I recently travelled to Iraq at my own expense to write a piece about war graves. Within five hours of the story's publication by the Times, huge chunks of it appeared on Mail Online – under someone else's byline.

I recently returned from a trip to Iraq, and wrote an article for the Times on the desecration of Commonwealth war cemeteries in the southern cities of Amara and Basra. It appeared in Monday’s paper, and began:

“‘Their name liveth for evermore’, the engraving reads, but the words ring hollow. The stone on which they appear lies shattered in a foreign field that should forever be England, but patently is anything but.”

By 6am, less than five hours after the Times put it online, a remarkably similar story had appeared on Mail Online, the world’s biggest and most successful English-language website with 200 million unique visitors a month.

It began: “Despite being etched with the immortal line: ‘Their name liveth for evermore’, the truth could not be further from the sentiment for the memorials in the Commonwealth War Cemetery in Amara.”

The article ran under the byline of someone called Euan McLelland, who describes himself on his personal website as a “driven, proactive and reliable multi-media reporter”. Alas, he was not driven or proactive enough to visit Iraq himself. His story was lifted straight from mine – every fact, every quote, every observation, the only significant difference being the introduction of a few errors and some lyrical flights of fancy. McLelland’s journalistic research extended to discovering the name of a Victoria Cross winner buried in one of the cemeteries – then getting it wrong.

Within the trade, lifting quotes and other material without proper acknowledgement is called plagiarism. In the wider world it is called theft. As a freelance, I had financed my trip to Iraq (though I should eventually recoup my expenses of nearly £1,000). I had arranged a guide and transport. I had expended considerable time and energy on the travel and research, and had taken the risk of visiting a notoriously unstable country. Yet McLelland had seen fit not only to filch my work but put his name on it. In doing so, he also precluded the possibility of me selling the story to any other publication.

I’m being unfair, of course. McLelland is merely a lackey. His job is to repackage and regurgitate. He has no time to do what proper journalists do – investigate, find things out, speak to real people, check facts. As the astute media blog SubScribe pointed out, on the same day that he “exposed” the state of Iraq’s cemeteries McLelland also wrote stories about the junior doctors’ strike, British special forces fighting Isis in Iraq, a policeman’s killer enjoying supervised outings from prison, methods of teaching children to read, the development of odourless garlic, a book by Lee Rigby’s mother serialised in the rival Mirror, and Michael Gove’s warning of an immigration free-for-all if Britain brexits. That’s some workload.

Last year James King published a damning insider’s account of working at Mail Online for the website Gawker. “I saw basic journalism standards and ethics casually and routinely ignored. I saw other publications’ work lifted wholesale. I watched editors...publish information they knew to be inaccurate,” he wrote. “The Mail’s editorial model depends on little more than dishonesty, theft of copyrighted material, and sensationalism so absurd that it crosses into fabrication.”

◇ ◇ ◇ ◇ ◇ ◇ ◇

[Aim]
Continue the account of the Iraq war graves article copied by Mail Online, picking up after its last sentence.

Extracted data entries:
◇ ◇ ◇ ◇ ◇ ◇ ◇

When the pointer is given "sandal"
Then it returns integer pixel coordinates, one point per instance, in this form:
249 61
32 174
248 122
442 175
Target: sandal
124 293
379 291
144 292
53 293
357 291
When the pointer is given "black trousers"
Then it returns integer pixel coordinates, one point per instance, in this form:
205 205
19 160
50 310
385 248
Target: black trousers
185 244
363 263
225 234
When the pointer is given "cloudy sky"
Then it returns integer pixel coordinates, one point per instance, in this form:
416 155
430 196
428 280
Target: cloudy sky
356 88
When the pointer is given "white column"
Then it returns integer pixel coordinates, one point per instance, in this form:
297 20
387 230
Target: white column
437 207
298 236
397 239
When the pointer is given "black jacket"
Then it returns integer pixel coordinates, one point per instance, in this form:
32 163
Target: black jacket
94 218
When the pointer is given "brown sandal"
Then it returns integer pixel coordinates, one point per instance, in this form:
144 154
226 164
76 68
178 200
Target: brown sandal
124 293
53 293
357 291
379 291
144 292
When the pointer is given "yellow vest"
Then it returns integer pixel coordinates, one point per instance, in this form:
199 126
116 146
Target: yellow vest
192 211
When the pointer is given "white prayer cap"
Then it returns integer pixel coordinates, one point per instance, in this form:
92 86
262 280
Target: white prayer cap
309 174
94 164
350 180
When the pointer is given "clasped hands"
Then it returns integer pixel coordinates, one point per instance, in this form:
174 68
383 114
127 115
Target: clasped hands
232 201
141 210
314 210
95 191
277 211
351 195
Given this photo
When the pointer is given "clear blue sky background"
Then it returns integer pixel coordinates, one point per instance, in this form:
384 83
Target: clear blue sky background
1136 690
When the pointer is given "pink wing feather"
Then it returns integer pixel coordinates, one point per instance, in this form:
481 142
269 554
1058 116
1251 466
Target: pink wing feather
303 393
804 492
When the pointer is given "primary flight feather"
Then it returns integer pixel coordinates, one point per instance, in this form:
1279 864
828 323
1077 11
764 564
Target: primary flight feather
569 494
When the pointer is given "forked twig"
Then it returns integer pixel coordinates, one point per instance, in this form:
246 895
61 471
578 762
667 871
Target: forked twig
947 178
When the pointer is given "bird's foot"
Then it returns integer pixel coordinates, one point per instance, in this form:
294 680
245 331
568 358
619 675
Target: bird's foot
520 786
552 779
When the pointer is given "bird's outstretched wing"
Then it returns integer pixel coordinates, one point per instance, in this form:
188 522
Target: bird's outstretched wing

◇ ◇ ◇ ◇ ◇ ◇ ◇

[Answer to this problem]
Mail Online strenuously denied the charges, but there is plenty of evidence to support them. In 2014, for example, it was famously forced to apologise to George Clooney for publishing what the actor described as a bogus, baseless and “premeditated lie” about his future mother-in-law opposing his marriage to Amal Alamuddin.

That same year it had to pay a “sizeable amount” to a freelance journalist named Jonathan Krohn for stealing his exclusive account in the Sunday Telegraph of being besieged with the Yazidis on northern Iraq’s Mount Sinjar by Islamic State fighters. It had to compensate another freelance, Ali Kefford, for ripping off her exclusive interview for the Mirror with Sarah West, the first female commander of a Navy warship.

Incensed by the theft of my own story, I emailed Martin Clarke, publisher of Mail Online, attaching an invoice for several hundred pounds. I heard nothing, so emailed McLelland to ask if he intended to pay me for using my work. Again I heard nothing, so I posted both emails on Facebook and Twitter.

I was astonished by the support I received, especially from my fellow journalists, some of them household names, including several victims of Mail Online themselves. They clearly loathed the website and the way it tarnishes and debases their profession. “Keep pestering and shaming them till you get a response,” one urged me. Take legal action, others exhorted me. “Could a groundswell from working journalists develop into a concerted effort to stop the theft?” SubScribe asked hopefully.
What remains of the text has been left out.